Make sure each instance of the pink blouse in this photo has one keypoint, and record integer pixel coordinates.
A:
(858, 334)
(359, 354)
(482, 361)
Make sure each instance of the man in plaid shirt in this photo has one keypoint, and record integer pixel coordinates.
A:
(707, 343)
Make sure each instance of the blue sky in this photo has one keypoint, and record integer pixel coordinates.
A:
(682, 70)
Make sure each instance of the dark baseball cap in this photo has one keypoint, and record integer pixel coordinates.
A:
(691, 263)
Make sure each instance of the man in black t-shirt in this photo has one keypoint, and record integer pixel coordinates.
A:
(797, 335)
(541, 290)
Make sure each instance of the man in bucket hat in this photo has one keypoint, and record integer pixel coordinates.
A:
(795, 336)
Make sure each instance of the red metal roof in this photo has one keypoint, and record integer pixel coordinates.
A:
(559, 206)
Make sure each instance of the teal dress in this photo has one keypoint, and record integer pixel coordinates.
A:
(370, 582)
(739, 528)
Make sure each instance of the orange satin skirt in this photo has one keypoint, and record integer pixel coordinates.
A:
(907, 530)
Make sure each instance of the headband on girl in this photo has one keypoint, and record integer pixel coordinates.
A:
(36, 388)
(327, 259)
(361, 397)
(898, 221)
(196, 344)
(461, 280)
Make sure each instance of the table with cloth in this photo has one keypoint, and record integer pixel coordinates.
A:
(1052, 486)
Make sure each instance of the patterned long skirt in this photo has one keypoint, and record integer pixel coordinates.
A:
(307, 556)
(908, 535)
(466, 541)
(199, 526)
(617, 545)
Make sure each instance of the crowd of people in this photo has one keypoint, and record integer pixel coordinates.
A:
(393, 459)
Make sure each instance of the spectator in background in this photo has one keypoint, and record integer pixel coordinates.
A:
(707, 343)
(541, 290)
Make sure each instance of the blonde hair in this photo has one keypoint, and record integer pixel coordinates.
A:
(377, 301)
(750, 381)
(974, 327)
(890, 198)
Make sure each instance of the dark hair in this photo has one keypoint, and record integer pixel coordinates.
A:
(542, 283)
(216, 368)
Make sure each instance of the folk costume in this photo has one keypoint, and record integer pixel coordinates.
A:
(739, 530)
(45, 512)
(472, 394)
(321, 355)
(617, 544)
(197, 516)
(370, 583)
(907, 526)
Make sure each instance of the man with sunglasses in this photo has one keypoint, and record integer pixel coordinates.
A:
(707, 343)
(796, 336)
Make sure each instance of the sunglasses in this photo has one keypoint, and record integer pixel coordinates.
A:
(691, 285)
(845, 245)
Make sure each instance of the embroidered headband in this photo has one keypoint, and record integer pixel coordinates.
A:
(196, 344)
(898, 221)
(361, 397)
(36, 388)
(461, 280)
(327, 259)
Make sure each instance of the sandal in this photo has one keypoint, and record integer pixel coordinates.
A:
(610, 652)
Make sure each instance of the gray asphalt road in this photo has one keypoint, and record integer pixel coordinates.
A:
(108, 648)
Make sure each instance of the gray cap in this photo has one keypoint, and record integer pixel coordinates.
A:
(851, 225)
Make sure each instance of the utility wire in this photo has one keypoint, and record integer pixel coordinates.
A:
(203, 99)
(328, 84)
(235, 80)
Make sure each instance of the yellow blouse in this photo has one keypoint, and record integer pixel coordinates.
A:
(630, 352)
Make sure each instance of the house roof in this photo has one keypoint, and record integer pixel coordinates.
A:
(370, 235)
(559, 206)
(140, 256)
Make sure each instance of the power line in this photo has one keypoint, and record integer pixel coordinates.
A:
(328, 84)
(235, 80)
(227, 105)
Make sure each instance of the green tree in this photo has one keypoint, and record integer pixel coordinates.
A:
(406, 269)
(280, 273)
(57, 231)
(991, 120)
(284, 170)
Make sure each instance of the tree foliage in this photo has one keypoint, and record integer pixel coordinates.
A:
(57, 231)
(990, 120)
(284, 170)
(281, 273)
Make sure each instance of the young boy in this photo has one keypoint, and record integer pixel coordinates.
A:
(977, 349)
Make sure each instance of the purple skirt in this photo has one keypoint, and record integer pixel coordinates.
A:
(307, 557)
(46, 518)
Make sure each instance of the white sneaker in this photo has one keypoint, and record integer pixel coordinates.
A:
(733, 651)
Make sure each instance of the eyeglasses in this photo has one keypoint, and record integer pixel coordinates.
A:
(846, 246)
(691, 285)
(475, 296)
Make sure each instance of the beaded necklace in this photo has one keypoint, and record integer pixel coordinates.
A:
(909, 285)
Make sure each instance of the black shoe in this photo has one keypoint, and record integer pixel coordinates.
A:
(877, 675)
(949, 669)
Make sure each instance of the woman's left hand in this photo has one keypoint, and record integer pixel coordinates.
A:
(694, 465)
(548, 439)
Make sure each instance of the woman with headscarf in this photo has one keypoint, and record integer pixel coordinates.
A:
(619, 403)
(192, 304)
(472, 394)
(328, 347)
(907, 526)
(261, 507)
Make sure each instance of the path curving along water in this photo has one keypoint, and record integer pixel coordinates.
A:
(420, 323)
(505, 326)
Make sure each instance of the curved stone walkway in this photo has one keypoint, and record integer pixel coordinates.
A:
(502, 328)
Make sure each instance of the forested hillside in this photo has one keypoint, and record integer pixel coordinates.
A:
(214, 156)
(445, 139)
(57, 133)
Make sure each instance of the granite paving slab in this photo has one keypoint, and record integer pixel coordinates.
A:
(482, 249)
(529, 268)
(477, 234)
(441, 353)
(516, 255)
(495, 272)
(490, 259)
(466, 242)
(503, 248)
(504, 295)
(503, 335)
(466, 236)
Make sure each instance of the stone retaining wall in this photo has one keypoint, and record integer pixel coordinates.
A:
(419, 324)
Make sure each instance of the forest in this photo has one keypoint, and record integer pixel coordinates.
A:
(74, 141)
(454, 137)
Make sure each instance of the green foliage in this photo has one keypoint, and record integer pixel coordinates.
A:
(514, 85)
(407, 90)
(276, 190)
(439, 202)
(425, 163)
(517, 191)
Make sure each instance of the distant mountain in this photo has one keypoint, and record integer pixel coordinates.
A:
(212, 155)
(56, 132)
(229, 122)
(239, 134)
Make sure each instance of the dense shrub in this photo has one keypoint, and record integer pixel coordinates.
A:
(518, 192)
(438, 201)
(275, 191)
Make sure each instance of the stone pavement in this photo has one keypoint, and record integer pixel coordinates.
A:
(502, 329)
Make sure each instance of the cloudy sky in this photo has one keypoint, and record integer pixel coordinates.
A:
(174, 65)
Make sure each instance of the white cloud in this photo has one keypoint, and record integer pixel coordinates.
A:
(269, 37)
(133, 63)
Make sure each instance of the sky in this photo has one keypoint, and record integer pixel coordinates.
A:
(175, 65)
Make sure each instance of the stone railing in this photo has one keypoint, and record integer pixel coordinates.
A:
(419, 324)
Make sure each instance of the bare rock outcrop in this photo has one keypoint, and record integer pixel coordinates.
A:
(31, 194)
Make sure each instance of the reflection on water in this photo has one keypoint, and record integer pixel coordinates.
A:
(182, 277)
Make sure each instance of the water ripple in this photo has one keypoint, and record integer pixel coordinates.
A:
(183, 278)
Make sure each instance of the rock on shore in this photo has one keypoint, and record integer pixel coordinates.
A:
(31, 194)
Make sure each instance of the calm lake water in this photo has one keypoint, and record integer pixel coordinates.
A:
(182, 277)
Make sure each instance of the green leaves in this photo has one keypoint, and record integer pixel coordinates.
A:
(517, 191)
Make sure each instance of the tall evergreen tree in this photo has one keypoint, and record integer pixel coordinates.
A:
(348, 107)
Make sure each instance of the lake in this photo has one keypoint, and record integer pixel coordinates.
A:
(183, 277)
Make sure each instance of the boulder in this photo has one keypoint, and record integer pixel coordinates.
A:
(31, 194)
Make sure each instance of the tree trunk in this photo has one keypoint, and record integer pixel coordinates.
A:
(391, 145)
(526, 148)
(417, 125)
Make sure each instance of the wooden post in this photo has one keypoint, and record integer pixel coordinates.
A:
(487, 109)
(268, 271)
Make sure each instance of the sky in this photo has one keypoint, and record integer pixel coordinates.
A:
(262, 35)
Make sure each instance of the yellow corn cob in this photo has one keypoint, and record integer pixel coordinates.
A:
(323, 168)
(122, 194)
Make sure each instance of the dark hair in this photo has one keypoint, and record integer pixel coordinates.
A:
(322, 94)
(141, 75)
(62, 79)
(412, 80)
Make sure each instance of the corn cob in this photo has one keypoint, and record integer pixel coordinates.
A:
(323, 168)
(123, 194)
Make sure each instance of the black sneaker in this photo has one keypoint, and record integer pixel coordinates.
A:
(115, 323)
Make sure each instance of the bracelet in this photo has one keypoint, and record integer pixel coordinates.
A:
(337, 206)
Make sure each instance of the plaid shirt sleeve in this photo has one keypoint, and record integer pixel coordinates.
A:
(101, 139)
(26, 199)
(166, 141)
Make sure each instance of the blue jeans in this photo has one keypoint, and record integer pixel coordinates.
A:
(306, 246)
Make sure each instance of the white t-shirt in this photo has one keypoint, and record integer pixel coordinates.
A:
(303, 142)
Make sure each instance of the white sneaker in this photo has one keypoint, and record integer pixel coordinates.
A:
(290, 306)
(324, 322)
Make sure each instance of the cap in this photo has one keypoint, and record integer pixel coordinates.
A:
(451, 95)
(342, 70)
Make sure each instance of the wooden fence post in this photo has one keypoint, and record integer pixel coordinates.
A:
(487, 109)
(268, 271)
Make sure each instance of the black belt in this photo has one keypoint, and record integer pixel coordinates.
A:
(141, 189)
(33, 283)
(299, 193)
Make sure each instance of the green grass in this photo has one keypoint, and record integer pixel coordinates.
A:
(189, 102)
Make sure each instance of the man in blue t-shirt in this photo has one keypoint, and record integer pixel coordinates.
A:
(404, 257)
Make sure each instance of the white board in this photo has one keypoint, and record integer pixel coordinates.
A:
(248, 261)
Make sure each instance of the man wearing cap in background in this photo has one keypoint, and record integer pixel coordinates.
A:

+ + + +

> **Work instruction**
Wherever a line contains the string "background", copy that line from the data.

> **Completed exercise**
Make sure each instance of the spectator in background in this photo has one keypoint, and record integer pixel coordinates.
Make sure each instance of the man wearing cap in background in this photo has one keypoint, and record integer pixel coordinates.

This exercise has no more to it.